_Problem to solve_
Repeat verbatim, and only, the lines of the data below, beginning at the line that contains "Pick out the soldier in" and stopping after the line that contains "Pick out the tank".

(Extracted data)

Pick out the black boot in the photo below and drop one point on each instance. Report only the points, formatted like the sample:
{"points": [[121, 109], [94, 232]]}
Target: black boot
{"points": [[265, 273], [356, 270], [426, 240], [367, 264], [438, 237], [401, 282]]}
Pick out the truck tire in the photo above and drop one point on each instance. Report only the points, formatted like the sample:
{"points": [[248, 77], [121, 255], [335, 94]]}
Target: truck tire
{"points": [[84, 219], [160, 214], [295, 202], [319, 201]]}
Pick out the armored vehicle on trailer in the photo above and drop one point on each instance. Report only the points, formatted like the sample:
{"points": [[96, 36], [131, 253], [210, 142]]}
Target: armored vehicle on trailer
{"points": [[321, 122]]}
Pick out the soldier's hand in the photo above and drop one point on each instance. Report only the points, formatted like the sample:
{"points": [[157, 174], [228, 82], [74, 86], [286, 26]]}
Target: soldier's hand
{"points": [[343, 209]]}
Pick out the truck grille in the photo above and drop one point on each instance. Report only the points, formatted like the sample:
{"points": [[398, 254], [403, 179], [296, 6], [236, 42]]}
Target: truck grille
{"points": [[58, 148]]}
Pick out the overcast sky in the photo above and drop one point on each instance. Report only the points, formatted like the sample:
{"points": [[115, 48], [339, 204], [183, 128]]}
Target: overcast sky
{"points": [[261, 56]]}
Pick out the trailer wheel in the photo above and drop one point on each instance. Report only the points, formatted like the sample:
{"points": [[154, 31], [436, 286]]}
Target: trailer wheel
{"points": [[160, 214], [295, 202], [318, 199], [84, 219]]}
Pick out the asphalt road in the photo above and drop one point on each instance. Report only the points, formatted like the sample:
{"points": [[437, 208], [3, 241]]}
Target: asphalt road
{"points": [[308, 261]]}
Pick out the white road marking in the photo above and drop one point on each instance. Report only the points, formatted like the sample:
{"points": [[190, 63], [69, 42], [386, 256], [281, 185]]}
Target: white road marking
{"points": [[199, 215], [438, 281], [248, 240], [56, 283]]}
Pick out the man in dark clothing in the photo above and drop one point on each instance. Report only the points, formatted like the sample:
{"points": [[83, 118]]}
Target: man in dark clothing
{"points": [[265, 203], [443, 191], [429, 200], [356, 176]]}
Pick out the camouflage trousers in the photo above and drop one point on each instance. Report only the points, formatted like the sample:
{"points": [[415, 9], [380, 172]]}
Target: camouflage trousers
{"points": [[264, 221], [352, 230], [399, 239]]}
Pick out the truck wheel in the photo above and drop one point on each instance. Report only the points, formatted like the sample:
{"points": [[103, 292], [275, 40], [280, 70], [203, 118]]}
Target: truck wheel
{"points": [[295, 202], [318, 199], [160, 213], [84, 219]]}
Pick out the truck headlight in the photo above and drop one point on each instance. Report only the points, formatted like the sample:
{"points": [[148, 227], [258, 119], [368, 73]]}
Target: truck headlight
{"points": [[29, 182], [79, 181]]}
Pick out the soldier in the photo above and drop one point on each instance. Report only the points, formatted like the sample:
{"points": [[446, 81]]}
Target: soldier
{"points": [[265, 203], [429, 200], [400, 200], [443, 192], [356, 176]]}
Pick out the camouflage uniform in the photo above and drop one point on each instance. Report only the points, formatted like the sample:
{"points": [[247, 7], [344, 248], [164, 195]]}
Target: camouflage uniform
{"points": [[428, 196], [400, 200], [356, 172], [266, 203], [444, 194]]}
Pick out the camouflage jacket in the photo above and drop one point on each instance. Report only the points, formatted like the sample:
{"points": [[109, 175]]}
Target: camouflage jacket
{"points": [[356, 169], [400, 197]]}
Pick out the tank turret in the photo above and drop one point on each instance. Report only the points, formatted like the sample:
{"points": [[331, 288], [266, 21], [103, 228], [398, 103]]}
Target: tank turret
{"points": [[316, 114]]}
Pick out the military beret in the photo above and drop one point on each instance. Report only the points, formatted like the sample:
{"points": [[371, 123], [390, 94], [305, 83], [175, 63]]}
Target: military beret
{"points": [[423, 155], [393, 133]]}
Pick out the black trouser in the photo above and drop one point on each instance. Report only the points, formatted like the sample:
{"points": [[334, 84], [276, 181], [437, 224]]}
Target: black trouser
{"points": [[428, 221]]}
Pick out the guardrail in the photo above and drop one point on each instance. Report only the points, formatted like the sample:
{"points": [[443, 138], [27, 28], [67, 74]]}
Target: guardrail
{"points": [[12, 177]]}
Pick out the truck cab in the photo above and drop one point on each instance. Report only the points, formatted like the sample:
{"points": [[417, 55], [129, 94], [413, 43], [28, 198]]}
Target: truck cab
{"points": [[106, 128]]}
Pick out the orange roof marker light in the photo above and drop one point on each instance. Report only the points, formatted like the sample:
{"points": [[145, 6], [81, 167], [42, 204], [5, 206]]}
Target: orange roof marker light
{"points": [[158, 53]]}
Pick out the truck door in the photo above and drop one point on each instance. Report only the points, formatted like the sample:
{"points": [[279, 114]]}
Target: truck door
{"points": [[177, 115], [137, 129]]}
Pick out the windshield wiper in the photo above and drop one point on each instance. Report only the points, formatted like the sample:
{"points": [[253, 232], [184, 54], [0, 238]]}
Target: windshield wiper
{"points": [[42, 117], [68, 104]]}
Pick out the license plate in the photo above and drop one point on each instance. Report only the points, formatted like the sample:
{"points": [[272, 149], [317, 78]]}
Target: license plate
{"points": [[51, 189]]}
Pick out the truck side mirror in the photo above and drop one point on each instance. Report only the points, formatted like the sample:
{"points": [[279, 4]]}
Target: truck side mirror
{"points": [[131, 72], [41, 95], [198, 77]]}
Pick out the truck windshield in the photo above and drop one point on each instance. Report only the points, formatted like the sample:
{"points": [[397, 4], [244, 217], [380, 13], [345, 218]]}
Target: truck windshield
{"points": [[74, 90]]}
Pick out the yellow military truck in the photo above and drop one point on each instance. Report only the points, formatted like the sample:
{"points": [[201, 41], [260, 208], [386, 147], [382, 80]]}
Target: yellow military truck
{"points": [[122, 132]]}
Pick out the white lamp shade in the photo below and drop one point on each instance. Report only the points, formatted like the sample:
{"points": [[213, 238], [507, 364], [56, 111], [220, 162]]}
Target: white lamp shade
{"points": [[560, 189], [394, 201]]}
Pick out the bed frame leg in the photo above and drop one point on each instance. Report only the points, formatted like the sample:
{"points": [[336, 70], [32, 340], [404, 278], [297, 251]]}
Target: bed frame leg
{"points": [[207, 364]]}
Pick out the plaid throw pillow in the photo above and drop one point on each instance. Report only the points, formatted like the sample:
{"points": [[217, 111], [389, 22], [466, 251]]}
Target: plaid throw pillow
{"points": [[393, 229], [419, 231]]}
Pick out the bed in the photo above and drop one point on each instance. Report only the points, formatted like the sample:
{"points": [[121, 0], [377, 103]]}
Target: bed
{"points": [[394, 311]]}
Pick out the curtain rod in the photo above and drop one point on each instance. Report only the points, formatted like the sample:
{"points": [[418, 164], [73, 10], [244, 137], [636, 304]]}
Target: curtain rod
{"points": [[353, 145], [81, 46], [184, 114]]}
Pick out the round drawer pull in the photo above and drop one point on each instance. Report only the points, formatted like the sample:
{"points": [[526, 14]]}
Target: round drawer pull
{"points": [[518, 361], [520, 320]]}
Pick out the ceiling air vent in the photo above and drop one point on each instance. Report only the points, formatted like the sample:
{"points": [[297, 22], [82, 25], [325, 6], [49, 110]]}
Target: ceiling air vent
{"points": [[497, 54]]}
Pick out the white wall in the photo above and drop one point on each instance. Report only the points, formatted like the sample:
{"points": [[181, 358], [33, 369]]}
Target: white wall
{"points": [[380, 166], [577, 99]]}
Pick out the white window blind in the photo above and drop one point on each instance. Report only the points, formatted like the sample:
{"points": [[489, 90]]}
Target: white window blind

(End Extracted data)

_Expected answer_
Pick out the soldier in the photo above and drop one point on each instance. Report only the points, formatted like the sample:
{"points": [[446, 81]]}
Target: soldier
{"points": [[265, 203], [429, 200], [400, 200], [443, 192], [356, 176]]}
Pick out the camouflage uniform in the photo above and drop one point on each instance. Report only the points, formatted like the sample:
{"points": [[247, 7], [344, 248], [164, 195]]}
Target: camouflage uniform
{"points": [[428, 196], [400, 200], [356, 172], [266, 203], [444, 194]]}
Pick out the camouflage jacket in the photo above and drop one point on each instance. Report only the points, formatted like the sample:
{"points": [[109, 175]]}
Target: camouflage jacket
{"points": [[356, 169], [400, 197]]}
Pick out the tank turret in the photo above and drop one point on each instance. Report only the points, formatted like the sample:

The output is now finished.